**Task objective:** Reproduce the passage about the banned Guantánamo reporters word for word, from "The fact that" up to and including "on July 12.".

**Selected passage:**
----

In a group letter sent today, the ACLU, Human Rights First, Human Rights Watch, Amnesty International, and the National Institute for Military Justice called for the Department of Defense to reverse its decision banning four reporters from covering future military commissions proceedings at Guantánamo. All five groups monitor the military commissions on a regular basis.

The four reporters were banned last Thursday for reporting the name of an interrogator who testified at pretrial hearings in the case of Omar Khadr. A letter from the Office of the Secretary Defense press affairs division informed them they are banned from returning to Guantánamo because they violated Pentagon ground rules by reporting the name of a protected witness.

The four banned journalists, Carol Rosenberg of the Miami Herald, Michelle Shephard of the Toronto Star, Paul Koring of the Globe and Mail and Steven Edwards of Canwest News Service, were the most dogged reporters of Khadr’s case. Shephard literally wrote the book on Khadr’s case, Guantanamo’s Child. Rosenberg is the most tenacious reporter covering the Guantánamo military commissions — she has spent more time at the base than any other reporter. All four had already written and filed the stories naming Interrogator One a full day before he testified, and before the military judge warned reporters that they shouldn’t disclose the interrogator’s name. In articles submitted after the judge’s warning they did not name him.

As we wrote in our letter to the Defense Department:

Whatever confidence the public in the United States and around the world may maintain in these proceedings can only be eroded by a move that is perceived as being motivated by a clampdown on informed media reporting rather than the protection of classified or confidential information.

The fact that reporters are being punished for disclosing information that has seen publicly available for years is absurd. And it is ridiculous that the Pentagon would retroactively censor information that has been in the public domain for years. Interrogator One’s name is a matter of public record. Banning the use of his name now — when it was widely reported long ago — serves no apparent purpose other than to raise more questions about the transparency and illegitimacy of the Guantánamo military commissions.

The Defense Department should reconsider its rash, draconian and unconstitutional decision to ban these reporters from covering the Guantánamo military commissions, and it should do so soon, before Khadr’s case resumes on July 12.

----

**Rows:**
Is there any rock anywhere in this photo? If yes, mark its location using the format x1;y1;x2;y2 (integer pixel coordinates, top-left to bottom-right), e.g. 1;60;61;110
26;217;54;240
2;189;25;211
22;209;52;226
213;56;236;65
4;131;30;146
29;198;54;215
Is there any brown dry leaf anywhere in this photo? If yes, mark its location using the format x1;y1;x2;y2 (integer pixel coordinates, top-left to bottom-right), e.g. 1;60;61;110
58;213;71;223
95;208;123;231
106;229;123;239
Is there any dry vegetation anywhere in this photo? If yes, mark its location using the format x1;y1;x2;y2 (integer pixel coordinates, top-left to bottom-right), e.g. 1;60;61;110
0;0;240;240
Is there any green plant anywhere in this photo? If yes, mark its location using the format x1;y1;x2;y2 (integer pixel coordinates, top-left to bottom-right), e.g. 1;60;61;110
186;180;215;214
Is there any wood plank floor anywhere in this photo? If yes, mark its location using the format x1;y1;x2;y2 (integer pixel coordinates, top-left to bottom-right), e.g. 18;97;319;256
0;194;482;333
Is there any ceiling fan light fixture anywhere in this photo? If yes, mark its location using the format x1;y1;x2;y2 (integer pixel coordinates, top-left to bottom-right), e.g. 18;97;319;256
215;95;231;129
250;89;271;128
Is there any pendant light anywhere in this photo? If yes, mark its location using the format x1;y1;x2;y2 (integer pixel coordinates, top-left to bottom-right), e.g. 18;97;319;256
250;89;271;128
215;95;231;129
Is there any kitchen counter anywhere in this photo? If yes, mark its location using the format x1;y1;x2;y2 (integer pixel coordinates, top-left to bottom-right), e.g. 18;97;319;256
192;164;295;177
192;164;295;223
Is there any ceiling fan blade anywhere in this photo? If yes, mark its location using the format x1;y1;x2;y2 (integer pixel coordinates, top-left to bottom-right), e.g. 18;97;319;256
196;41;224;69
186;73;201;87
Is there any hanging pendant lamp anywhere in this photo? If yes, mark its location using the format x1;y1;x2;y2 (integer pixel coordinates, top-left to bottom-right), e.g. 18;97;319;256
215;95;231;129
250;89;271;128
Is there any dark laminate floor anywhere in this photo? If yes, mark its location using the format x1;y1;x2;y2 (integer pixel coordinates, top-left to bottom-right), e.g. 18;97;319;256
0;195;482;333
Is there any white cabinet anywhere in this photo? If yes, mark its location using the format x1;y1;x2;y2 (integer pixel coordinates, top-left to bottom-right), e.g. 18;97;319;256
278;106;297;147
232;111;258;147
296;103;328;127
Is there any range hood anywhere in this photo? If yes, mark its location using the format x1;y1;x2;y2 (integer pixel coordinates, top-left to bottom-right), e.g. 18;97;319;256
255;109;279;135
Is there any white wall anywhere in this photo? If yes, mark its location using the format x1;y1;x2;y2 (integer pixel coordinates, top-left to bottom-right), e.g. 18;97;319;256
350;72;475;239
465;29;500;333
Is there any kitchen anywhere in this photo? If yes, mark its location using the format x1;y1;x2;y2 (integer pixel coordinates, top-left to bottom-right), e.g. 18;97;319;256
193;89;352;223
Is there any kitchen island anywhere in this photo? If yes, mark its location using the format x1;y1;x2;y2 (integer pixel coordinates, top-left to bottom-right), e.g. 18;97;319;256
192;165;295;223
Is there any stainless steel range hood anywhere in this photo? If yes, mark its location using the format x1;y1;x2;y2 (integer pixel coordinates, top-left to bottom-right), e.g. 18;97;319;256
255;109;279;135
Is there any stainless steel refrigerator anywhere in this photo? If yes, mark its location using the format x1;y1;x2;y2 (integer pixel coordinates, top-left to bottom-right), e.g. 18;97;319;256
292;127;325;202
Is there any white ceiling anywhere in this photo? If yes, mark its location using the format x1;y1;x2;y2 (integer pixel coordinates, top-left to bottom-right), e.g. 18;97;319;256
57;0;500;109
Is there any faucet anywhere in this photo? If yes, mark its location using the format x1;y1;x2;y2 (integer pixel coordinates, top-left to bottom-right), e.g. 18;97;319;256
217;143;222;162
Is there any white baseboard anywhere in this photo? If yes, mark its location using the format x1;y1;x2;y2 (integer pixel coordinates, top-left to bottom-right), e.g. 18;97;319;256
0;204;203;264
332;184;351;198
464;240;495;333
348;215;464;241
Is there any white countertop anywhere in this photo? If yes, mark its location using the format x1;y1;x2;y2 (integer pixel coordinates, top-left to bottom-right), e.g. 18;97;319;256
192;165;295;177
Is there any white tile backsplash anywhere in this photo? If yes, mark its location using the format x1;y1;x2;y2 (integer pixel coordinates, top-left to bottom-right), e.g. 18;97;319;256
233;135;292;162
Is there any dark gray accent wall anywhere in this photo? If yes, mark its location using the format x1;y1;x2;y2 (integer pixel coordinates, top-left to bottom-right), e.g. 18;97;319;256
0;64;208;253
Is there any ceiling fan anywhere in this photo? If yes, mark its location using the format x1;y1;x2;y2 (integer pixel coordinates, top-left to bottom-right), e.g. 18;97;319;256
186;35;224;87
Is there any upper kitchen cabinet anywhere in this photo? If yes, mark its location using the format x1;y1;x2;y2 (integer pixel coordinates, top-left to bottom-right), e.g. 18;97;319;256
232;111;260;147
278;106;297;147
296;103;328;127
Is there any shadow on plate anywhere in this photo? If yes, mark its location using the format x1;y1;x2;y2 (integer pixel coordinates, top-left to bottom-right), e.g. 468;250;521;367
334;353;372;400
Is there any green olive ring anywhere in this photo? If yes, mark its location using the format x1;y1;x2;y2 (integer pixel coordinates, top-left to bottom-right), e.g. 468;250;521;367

----

**Written response:**
The fact that reporters are being punished for disclosing information that has seen publicly available for years is absurd. And it is ridiculous that the Pentagon would retroactively censor information that has been in the public domain for years. Interrogator One’s name is a matter of public record. Banning the use of his name now — when it was widely reported long ago — serves no apparent purpose other than to raise more questions about the transparency and illegitimacy of the Guantánamo military commissions.

The Defense Department should reconsider its rash, draconian and unconstitutional decision to ban these reporters from covering the Guantánamo military commissions, and it should do so soon, before Khadr’s case resumes on July 12.